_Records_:
/---
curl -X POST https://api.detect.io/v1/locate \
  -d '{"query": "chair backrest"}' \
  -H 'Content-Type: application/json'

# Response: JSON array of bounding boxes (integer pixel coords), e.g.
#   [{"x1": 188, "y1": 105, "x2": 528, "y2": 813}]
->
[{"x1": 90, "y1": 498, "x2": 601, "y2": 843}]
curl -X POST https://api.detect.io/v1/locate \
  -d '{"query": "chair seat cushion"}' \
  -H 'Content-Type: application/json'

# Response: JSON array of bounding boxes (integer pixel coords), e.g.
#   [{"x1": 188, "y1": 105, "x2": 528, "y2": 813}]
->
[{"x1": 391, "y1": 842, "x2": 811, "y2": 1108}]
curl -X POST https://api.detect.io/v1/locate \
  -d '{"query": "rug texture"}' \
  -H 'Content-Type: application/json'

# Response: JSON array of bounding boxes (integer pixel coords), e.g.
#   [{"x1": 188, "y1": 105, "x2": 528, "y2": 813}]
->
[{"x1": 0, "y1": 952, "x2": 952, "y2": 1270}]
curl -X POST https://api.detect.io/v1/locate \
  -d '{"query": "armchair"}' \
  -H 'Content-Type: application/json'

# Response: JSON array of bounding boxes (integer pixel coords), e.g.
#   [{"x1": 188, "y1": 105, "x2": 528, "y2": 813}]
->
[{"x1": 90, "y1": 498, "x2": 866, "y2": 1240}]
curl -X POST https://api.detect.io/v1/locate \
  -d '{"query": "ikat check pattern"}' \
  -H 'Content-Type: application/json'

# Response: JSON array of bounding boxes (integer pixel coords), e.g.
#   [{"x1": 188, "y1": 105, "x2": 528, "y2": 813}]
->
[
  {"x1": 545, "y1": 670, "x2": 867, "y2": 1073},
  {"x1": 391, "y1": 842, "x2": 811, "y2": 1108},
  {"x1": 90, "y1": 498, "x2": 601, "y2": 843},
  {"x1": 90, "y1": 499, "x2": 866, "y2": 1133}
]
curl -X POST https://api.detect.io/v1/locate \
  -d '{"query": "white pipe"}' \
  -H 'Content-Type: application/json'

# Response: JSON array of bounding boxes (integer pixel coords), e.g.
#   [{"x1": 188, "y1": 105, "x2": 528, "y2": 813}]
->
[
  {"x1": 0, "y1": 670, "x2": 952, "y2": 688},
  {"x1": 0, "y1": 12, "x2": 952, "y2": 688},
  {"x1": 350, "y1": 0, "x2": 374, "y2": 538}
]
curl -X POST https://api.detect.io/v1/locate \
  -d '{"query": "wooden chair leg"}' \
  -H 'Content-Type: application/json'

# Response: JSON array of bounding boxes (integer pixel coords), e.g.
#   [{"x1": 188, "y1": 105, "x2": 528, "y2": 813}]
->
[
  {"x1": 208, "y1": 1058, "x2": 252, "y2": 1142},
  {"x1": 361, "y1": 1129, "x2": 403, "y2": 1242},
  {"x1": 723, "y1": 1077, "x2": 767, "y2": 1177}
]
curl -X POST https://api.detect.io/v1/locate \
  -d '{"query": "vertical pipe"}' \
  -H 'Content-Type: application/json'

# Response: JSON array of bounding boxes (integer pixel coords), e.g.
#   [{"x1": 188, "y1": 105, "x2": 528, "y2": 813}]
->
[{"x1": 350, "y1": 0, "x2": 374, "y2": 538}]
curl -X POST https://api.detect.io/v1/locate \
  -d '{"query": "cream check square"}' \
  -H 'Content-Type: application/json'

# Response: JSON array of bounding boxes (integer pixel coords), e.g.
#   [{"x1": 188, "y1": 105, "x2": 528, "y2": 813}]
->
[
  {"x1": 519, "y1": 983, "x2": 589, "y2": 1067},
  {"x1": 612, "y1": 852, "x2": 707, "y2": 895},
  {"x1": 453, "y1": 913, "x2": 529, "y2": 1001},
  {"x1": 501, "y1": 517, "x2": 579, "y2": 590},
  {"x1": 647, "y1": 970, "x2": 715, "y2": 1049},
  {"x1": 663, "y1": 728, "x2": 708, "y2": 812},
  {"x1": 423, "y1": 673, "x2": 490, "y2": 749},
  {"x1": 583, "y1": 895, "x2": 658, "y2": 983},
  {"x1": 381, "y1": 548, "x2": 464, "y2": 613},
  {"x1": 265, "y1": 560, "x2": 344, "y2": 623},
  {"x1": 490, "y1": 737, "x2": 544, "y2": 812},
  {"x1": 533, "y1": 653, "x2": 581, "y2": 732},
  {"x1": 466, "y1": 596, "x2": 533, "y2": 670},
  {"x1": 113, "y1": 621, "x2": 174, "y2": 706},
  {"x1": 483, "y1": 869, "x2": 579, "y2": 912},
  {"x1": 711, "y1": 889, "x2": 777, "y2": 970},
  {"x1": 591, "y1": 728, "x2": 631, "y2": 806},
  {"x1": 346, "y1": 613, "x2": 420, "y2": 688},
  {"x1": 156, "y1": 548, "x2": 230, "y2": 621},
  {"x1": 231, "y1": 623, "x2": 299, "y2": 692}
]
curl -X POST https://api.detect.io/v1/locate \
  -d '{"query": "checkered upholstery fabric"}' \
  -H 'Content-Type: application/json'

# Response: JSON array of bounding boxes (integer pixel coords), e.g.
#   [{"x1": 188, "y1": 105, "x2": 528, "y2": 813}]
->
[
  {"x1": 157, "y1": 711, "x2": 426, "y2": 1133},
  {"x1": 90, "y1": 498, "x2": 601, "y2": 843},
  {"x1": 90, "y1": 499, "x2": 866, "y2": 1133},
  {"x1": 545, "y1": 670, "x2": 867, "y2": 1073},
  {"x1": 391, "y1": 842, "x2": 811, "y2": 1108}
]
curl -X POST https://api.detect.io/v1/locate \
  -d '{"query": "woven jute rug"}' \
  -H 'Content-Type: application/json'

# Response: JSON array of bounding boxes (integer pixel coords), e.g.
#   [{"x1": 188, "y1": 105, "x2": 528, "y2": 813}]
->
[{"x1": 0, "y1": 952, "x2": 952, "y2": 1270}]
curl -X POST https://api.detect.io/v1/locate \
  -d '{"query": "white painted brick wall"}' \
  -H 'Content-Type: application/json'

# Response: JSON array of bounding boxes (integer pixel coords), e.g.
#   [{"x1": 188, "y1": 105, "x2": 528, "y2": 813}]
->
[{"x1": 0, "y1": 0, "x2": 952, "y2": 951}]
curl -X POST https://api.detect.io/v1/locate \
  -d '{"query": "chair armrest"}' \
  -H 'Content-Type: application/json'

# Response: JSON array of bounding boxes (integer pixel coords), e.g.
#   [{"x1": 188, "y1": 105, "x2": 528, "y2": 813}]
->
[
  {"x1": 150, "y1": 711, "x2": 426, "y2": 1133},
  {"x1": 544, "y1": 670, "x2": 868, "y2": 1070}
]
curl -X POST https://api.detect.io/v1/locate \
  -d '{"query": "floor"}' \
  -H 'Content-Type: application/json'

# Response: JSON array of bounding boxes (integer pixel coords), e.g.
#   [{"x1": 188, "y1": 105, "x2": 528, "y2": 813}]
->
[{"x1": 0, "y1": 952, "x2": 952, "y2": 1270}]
\---
_Work instructions_:
Write out every entry exactly as given.

_Output of the task_:
curl -X POST https://api.detect.io/v1/locate \
  -d '{"query": "chair backrest"}' \
  -H 'Content-Type: application/json'

# Response: JSON array of bounding boxes (integer pixel coords), e.g.
#   [{"x1": 188, "y1": 105, "x2": 528, "y2": 813}]
->
[{"x1": 90, "y1": 498, "x2": 601, "y2": 843}]
curl -X POST https://api.detect.io/v1/locate \
  -d '{"query": "chair seat cushion"}' \
  -H 'Content-Type: application/json'

# Response: JSON array of bounding boxes (integer pixel coords), e.g.
#   [{"x1": 188, "y1": 105, "x2": 528, "y2": 813}]
->
[{"x1": 391, "y1": 842, "x2": 811, "y2": 1108}]
curl -X POST https://api.detect.io/v1/locate \
  -d '{"query": "rug texture"}' \
  -H 'Content-Type: application/json'

# Response: JSON array of bounding boxes (integer pixel coords), e.g.
#   [{"x1": 188, "y1": 105, "x2": 528, "y2": 813}]
->
[{"x1": 0, "y1": 952, "x2": 952, "y2": 1270}]
curl -X POST https://api.detect.io/v1/locate \
  -d '{"query": "armchair"}' \
  -H 'Content-Type: application/json'

# Response: JSON array of bounding boxes (integer pixel coords), e.g.
#   [{"x1": 188, "y1": 105, "x2": 528, "y2": 813}]
->
[{"x1": 90, "y1": 498, "x2": 866, "y2": 1240}]
curl -X POST https://api.detect.io/v1/locate \
  -d '{"query": "ikat check pattern"}' \
  -H 'Content-Type: application/json'

# Response: JSON array of bounding boxes (integer pixel coords), e.g.
#   [{"x1": 188, "y1": 105, "x2": 528, "y2": 813}]
->
[
  {"x1": 545, "y1": 670, "x2": 867, "y2": 1073},
  {"x1": 391, "y1": 842, "x2": 811, "y2": 1108},
  {"x1": 90, "y1": 498, "x2": 601, "y2": 843},
  {"x1": 90, "y1": 499, "x2": 866, "y2": 1133}
]
curl -X POST https://api.detect.io/v1/locate \
  -d '{"query": "white pipe"}' \
  -H 'Content-Type: application/json'

# Response: JSON array of bounding boxes (integer pixel coords), e.g.
#   [{"x1": 188, "y1": 105, "x2": 528, "y2": 813}]
->
[
  {"x1": 0, "y1": 670, "x2": 952, "y2": 688},
  {"x1": 0, "y1": 12, "x2": 952, "y2": 688},
  {"x1": 350, "y1": 0, "x2": 374, "y2": 538}
]
curl -X POST https://api.detect.io/v1/locate \
  -d '{"query": "wooden chair leg"}' \
  -H 'Content-Type: application/json'

# Response: JSON array of bounding boxes (integer pixel coords), e.g.
#   [{"x1": 188, "y1": 105, "x2": 528, "y2": 813}]
->
[
  {"x1": 208, "y1": 1058, "x2": 252, "y2": 1142},
  {"x1": 361, "y1": 1129, "x2": 403, "y2": 1242},
  {"x1": 723, "y1": 1077, "x2": 767, "y2": 1177}
]
curl -X POST https://api.detect.io/v1/locate \
  -d '{"query": "vertical pipe"}' \
  -H 'Content-Type: application/json'

# Response: JSON array of bounding boxes (integer pixel coords), e.g.
#   [{"x1": 188, "y1": 105, "x2": 528, "y2": 813}]
->
[{"x1": 350, "y1": 0, "x2": 374, "y2": 538}]
curl -X POST https://api.detect.io/v1/locate \
  -d '{"query": "cream check square"}' \
  -H 'Content-Type: application/json'

# Response: JSON array of bounding boxes (integer pixel coords), e.g.
#   [{"x1": 188, "y1": 105, "x2": 528, "y2": 813}]
->
[
  {"x1": 519, "y1": 983, "x2": 589, "y2": 1067},
  {"x1": 612, "y1": 852, "x2": 707, "y2": 895},
  {"x1": 453, "y1": 913, "x2": 529, "y2": 1001},
  {"x1": 501, "y1": 517, "x2": 579, "y2": 590},
  {"x1": 647, "y1": 970, "x2": 715, "y2": 1049},
  {"x1": 663, "y1": 728, "x2": 708, "y2": 812},
  {"x1": 423, "y1": 673, "x2": 490, "y2": 749},
  {"x1": 583, "y1": 895, "x2": 658, "y2": 983},
  {"x1": 381, "y1": 548, "x2": 464, "y2": 613},
  {"x1": 265, "y1": 560, "x2": 344, "y2": 623},
  {"x1": 490, "y1": 737, "x2": 544, "y2": 812},
  {"x1": 533, "y1": 653, "x2": 581, "y2": 732},
  {"x1": 466, "y1": 596, "x2": 533, "y2": 670},
  {"x1": 113, "y1": 621, "x2": 174, "y2": 706},
  {"x1": 483, "y1": 869, "x2": 579, "y2": 912},
  {"x1": 711, "y1": 889, "x2": 777, "y2": 970},
  {"x1": 591, "y1": 728, "x2": 631, "y2": 806},
  {"x1": 346, "y1": 613, "x2": 420, "y2": 688},
  {"x1": 156, "y1": 548, "x2": 230, "y2": 621},
  {"x1": 231, "y1": 623, "x2": 299, "y2": 692}
]
curl -X POST https://api.detect.io/v1/locate \
  -d '{"query": "checkered upholstery fabric"}' \
  -H 'Content-Type: application/json'

# Response: JSON array of bounding boxes (integer pixel coords), e.g.
#   [{"x1": 188, "y1": 105, "x2": 528, "y2": 813}]
->
[
  {"x1": 157, "y1": 711, "x2": 426, "y2": 1133},
  {"x1": 90, "y1": 498, "x2": 601, "y2": 843},
  {"x1": 90, "y1": 499, "x2": 866, "y2": 1133},
  {"x1": 545, "y1": 670, "x2": 867, "y2": 1073},
  {"x1": 391, "y1": 842, "x2": 811, "y2": 1108}
]
curl -X POST https://api.detect.io/v1/locate \
  -d '{"query": "woven jute rug"}' \
  -H 'Content-Type: application/json'

# Response: JSON array of bounding boxes (integer pixel coords), e.g.
#   [{"x1": 188, "y1": 105, "x2": 528, "y2": 813}]
->
[{"x1": 0, "y1": 952, "x2": 952, "y2": 1270}]
curl -X POST https://api.detect.io/v1/locate \
  -d '{"query": "white painted brick wall"}' \
  -H 'Content-Type: application/json'

# Response: JSON array of bounding boxes (integer pixel coords), e.g.
#   [{"x1": 188, "y1": 105, "x2": 528, "y2": 813}]
->
[{"x1": 0, "y1": 0, "x2": 952, "y2": 951}]
curl -X POST https://api.detect.io/v1/locate \
  -d '{"query": "chair armrest"}' \
  -H 'Content-Type: application/json'

# Response: JSON array of bounding boxes (integer pixel coords), e.g.
#   [{"x1": 188, "y1": 105, "x2": 528, "y2": 813}]
->
[
  {"x1": 150, "y1": 711, "x2": 426, "y2": 1133},
  {"x1": 544, "y1": 670, "x2": 868, "y2": 1070}
]
curl -X POST https://api.detect.io/v1/locate \
  -d '{"query": "floor"}' \
  -H 'Content-Type: application/json'

# Response: JSON array of bounding boxes (integer pixel coords), e.g.
#   [{"x1": 188, "y1": 105, "x2": 528, "y2": 813}]
->
[{"x1": 0, "y1": 952, "x2": 952, "y2": 1270}]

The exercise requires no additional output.